Thursday, October 30, 2014

SHIVERS (David Cronenberg, 1975, Canada)


SHIVERS or THE 120 HOURS OF SODOM
A nasty parasite infects the residents of an upscale apartment complex and spreads its carnal disease by physical contact. David Cronenberg’s first feature film is a modernist rendering of Pasolini’s SALO as human beings are defiled and degraded, reduced to nothing less than insect-like impulses.
The plot concerns Dr. Emil Hobbes (that’s Devil in Old English) who is experimenting with parasites to replace diseased organs in transplant patients. He soon discovers an unusual side effect in that the patient develops an insatiable sexual craving that dominates their every physical action. Soon the entire population of an upscale apartment complex is infected and the resident doctor and his nurse must fight for their own survival.

WORK INSTRUCTION A:
Answer these questions about the Shivers review, giving each answer on its own line with the matching mark:
(i) What year and country does the header give for the film?
(ii) What is Dr. Emil Hobbes using parasites to do in his experiments?
(iii) Who must fight for their own survival once the apartment complex is infected?
WORK INSTRUCTION B:
Summarize the Shivers review in two sentences.
WORK INSTRUCTION C:
Extend the Shivers review with one more paragraph that picks up after its last sentence.

(Dataset records)
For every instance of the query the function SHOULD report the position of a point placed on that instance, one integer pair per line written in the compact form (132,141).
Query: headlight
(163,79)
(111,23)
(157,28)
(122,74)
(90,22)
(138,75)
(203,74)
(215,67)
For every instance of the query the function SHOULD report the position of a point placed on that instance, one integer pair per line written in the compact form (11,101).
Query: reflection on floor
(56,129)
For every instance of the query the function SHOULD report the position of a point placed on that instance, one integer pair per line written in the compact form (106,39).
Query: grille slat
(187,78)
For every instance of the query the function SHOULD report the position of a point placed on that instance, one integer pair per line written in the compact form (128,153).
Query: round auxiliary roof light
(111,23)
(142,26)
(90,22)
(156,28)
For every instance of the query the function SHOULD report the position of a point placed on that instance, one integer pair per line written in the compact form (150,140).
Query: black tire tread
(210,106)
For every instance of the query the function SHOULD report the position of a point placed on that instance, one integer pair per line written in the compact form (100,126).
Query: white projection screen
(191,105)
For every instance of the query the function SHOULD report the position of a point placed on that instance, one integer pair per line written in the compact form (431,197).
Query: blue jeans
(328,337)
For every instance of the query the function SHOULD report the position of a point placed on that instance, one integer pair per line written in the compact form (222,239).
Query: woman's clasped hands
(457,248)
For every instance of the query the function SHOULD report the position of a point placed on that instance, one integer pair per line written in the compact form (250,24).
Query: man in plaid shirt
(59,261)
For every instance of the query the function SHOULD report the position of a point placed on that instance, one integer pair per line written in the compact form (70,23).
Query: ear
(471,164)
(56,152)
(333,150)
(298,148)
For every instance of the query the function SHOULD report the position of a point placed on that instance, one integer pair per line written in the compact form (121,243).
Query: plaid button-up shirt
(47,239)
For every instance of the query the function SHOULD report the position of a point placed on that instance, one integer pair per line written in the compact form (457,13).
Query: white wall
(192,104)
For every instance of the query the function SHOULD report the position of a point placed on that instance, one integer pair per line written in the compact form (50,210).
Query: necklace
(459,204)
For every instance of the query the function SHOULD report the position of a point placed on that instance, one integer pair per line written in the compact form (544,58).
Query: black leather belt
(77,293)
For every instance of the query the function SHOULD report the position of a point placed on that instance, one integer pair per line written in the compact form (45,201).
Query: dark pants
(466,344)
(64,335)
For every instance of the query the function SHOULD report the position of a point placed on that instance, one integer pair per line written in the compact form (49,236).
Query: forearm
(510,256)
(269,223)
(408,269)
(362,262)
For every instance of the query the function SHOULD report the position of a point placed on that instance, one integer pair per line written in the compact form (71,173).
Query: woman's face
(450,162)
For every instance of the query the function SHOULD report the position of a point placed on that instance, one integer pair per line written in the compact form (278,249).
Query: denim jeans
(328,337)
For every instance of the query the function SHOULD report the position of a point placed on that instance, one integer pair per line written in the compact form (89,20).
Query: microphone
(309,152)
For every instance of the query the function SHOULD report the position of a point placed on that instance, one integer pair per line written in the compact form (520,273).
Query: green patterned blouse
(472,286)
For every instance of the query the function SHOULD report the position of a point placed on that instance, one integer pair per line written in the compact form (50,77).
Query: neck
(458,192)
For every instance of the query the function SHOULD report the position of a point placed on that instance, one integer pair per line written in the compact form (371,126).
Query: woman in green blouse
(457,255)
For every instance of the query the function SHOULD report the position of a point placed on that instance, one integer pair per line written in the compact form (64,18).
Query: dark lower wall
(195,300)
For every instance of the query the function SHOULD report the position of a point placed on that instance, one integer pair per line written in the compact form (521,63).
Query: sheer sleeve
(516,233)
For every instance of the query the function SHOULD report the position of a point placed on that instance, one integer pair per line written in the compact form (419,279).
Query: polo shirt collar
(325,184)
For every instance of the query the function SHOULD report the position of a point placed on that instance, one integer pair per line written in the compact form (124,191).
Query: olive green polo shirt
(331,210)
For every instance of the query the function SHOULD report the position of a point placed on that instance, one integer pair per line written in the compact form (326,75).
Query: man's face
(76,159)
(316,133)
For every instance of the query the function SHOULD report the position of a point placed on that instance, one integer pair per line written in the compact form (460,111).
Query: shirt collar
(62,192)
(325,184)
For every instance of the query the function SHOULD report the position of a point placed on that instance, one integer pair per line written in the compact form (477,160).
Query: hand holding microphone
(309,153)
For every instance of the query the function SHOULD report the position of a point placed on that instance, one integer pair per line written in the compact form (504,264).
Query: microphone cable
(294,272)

RESPONSE AREA A:
(i) 1975, Canada
(ii) To replace diseased organs in transplant patients
(iii) The resident doctor and his nurse

RESPONSE AREA B:
David Cronenberg's first feature film, Shivers, follows a nasty parasite that infects the residents of an upscale apartment complex and spreads a carnal disease through physical contact, degrading them to insect-like impulses. The parasite comes from Dr. Emil Hobbes's experiments to replace diseased organs in transplant patients, and its side effect of insatiable sexual craving soon infects the whole complex, leaving the resident doctor and his nurse to fight for survival.

RESPONSE AREA C:
SHIVERS is definitely rough around the edges in form and function though it begins to reveal Cronenberg’s early fascination with body-horror in both its physical and philosophical implications. The film begins as a slide show to prospective renters of an upscale condominium block that has its own on-call Doctor, convenience store, and 9-hole golf course. We’re then presented with a young couple who is supposed to meet with Dr. Hobbes before signing the rental agreement. It’s obvious that Cronenberg had trouble with the first act of the story and strengthened this weak narrative pace with cross-cutting during the editing process. As the couple sits down to talk with the manager we are shown a Doctor (presumably Hobbes) struggling with a teenage girl (presumably in an apartment somewhere upstairs). The couple’s vapid dialogue and standard questions are cut between Dr. Hobbes strangling the girl and cutting open her abdomen before he pours acid into her body. He then slits his own throat. The couple’s meeting is never resolved as Cronenberg then edits rather clumsily to a police investigation of the murdered girl: a detective is interviewing Dr. St. Luc (a cohort and the resident Doctor) in the room as both bodies are being removed. The narrative’s perspective now belongs to Dr. St. Luc and his nurse Ms. Forsythe and their discoveries and reactions in this violent microcosm.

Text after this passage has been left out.